:: Aim of the exercise ::
Rewrite every line of the entries from the line containing "For every instance of the water" through the end of the entries, both included, keeping the requests unchanged but offsetting each number in the answer coordinates by 83. Omit the pictures from your output.

* start Dataset entries *

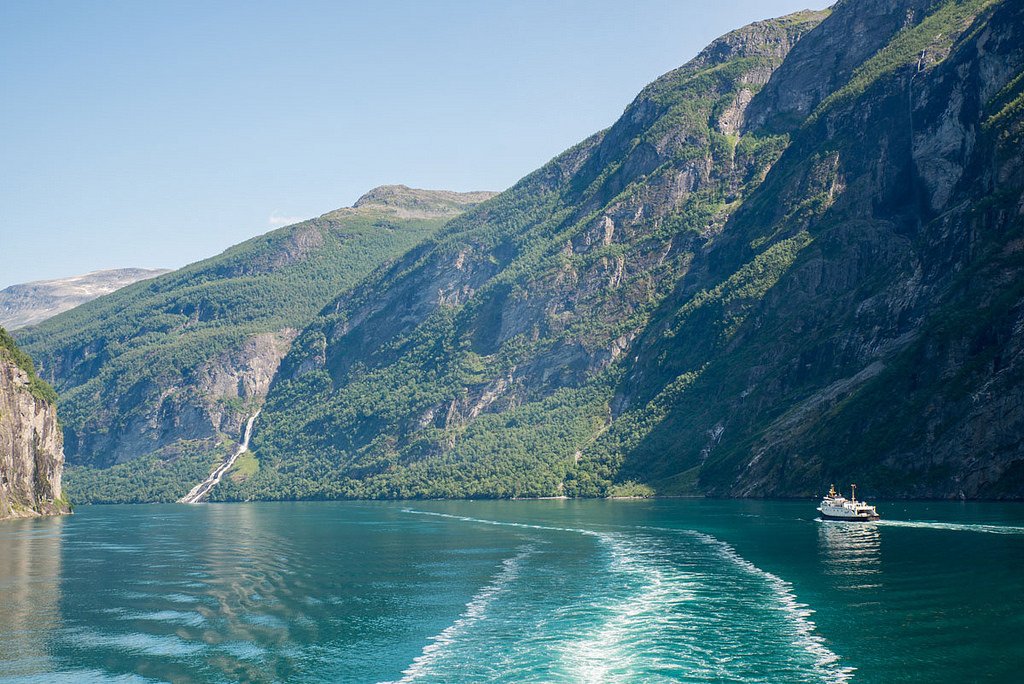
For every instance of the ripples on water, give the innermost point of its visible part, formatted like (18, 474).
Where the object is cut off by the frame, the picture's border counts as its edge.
(389, 593)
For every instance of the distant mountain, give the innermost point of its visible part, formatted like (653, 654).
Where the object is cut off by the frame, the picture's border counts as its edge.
(29, 303)
(170, 368)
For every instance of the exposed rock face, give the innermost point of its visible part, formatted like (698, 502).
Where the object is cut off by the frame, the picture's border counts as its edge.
(31, 445)
(30, 303)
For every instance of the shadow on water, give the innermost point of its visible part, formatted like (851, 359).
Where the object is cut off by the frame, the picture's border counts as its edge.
(30, 587)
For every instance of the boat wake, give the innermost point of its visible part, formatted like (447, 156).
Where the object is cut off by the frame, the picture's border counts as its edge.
(476, 609)
(957, 526)
(642, 606)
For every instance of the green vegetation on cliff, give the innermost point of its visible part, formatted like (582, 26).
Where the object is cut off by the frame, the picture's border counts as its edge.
(189, 354)
(688, 302)
(39, 387)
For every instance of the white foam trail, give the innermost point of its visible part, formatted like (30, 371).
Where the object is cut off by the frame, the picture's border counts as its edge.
(594, 658)
(474, 611)
(609, 653)
(825, 660)
(958, 526)
(501, 523)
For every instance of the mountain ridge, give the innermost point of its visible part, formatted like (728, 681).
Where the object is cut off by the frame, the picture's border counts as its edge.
(25, 304)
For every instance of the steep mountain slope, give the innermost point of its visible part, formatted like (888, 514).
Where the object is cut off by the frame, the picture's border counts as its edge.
(174, 366)
(889, 349)
(30, 303)
(31, 442)
(794, 259)
(484, 359)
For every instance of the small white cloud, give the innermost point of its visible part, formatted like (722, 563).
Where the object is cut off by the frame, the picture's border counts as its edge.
(274, 219)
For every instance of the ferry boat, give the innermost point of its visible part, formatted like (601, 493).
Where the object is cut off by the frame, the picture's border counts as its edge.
(836, 507)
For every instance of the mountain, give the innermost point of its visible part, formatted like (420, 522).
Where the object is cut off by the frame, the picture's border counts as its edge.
(792, 261)
(796, 259)
(168, 370)
(31, 442)
(29, 303)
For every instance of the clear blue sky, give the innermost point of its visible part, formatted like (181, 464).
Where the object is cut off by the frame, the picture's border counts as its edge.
(157, 133)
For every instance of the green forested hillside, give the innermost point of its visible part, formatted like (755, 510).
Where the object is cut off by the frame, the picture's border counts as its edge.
(767, 274)
(186, 356)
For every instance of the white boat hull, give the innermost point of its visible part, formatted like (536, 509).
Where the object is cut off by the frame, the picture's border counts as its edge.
(848, 518)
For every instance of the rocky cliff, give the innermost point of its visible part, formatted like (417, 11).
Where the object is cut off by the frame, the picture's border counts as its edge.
(796, 259)
(793, 260)
(31, 441)
(29, 303)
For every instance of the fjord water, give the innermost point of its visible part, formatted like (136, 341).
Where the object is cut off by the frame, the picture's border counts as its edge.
(545, 591)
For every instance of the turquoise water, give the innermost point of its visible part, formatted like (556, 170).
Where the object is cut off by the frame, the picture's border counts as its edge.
(539, 591)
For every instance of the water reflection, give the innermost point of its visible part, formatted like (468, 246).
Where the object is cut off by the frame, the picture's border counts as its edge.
(851, 552)
(30, 609)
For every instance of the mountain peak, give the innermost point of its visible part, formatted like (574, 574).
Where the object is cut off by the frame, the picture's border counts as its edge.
(417, 203)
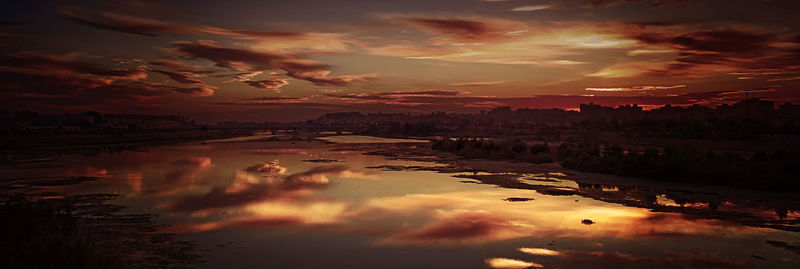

* end Dataset entries *

:: Reply to the task ::
For every instance of the water reflection, give the innermost point of its visible part, formatted like (468, 246).
Where the object is cut off by the frame, the picture's border counts as its edge.
(934, 635)
(113, 692)
For every instance of the mountain peak, give the innermost point of its visible part, formatted like (574, 574).
Where the object is cut off by the frame, the picture's border counts as its edge.
(500, 286)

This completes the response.